■ EXERCISE PROMPT: Show each line of the data below that contains the word "post".

Location labeling data:
════
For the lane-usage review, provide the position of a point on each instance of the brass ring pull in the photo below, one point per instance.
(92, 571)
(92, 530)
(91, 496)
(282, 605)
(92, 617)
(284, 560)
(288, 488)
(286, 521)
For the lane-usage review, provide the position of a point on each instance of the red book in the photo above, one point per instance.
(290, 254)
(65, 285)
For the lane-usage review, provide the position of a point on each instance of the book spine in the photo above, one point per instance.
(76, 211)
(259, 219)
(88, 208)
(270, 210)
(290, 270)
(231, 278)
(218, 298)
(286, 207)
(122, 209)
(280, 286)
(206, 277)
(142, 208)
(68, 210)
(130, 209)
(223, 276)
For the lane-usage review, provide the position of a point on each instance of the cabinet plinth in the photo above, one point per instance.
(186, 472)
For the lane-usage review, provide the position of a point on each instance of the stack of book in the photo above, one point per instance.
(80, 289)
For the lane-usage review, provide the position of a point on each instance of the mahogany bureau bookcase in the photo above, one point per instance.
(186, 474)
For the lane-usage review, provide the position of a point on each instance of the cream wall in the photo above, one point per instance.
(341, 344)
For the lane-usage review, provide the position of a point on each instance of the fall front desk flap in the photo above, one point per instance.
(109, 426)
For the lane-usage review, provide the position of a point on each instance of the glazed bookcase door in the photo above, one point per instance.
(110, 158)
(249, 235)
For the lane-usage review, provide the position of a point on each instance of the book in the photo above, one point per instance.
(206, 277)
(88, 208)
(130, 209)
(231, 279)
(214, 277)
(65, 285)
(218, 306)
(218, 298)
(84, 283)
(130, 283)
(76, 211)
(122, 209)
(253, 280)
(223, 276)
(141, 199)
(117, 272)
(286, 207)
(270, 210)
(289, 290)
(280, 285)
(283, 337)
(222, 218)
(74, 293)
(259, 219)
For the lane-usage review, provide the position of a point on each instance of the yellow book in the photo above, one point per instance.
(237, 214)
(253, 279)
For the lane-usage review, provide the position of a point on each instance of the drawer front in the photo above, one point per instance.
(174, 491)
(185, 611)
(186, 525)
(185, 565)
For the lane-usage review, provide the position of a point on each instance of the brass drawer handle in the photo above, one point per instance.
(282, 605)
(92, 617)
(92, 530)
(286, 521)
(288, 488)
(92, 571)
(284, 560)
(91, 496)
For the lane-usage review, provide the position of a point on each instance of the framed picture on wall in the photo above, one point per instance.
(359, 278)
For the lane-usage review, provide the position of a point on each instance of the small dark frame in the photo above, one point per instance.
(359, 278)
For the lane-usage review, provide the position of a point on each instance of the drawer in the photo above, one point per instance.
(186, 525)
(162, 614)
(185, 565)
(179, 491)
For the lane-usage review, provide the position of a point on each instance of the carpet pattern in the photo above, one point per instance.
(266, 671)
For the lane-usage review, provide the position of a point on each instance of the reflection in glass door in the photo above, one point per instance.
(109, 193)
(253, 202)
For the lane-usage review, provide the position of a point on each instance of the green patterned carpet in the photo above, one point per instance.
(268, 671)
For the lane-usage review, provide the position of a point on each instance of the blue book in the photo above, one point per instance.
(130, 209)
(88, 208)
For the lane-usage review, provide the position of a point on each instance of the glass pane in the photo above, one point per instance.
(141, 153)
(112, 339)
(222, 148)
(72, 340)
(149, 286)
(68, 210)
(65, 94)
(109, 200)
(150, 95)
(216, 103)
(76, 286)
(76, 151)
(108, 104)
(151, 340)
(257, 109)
════
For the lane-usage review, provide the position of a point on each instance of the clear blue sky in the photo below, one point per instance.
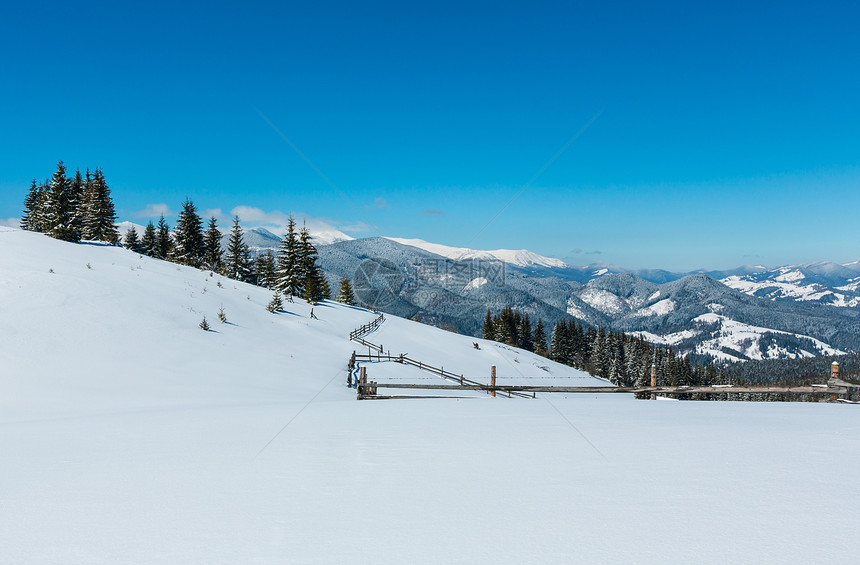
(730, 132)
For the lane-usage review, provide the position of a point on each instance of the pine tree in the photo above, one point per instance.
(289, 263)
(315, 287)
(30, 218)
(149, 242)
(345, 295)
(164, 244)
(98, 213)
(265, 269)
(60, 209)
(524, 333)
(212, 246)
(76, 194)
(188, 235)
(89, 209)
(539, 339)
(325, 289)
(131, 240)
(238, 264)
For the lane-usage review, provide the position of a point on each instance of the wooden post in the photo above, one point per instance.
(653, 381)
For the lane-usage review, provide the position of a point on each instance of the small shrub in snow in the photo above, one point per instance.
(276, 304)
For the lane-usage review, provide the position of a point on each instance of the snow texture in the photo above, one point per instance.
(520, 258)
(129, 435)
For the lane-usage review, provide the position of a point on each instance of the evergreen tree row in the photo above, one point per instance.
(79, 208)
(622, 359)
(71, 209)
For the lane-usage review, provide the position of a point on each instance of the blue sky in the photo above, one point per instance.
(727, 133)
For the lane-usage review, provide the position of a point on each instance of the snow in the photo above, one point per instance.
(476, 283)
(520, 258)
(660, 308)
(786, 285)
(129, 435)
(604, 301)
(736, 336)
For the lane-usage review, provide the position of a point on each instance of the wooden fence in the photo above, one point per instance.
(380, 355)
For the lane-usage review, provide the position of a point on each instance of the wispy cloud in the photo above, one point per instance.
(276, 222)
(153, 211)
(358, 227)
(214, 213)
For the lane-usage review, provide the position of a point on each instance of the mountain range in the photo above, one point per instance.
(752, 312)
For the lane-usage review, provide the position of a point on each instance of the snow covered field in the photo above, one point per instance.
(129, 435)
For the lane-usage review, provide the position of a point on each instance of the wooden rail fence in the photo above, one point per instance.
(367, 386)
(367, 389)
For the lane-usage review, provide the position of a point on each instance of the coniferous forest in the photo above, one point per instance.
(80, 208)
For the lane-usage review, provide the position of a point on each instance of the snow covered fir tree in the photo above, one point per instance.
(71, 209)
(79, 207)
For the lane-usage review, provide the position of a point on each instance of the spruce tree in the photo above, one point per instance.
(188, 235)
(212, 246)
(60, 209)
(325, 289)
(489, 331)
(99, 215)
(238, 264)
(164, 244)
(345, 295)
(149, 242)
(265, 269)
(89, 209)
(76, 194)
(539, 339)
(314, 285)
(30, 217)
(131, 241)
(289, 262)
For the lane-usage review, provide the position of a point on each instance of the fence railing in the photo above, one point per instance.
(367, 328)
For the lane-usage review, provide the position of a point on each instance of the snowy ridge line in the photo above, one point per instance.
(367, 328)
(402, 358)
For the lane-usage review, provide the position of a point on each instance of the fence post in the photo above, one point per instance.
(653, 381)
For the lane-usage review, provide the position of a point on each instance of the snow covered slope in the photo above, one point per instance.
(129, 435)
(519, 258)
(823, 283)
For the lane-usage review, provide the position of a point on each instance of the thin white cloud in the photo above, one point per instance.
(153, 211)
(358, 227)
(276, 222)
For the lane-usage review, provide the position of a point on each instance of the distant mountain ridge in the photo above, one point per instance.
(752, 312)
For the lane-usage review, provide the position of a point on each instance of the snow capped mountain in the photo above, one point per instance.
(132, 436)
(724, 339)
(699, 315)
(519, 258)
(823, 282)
════
■ REPLY TO THE EXERCISE:
For the lane-usage review, provide the position of a point on each instance of the wooden post in the photo above, one point per instance.
For the lane-usage review, provide the position of a point on each instance of the fence post in the photo above, one point per instance.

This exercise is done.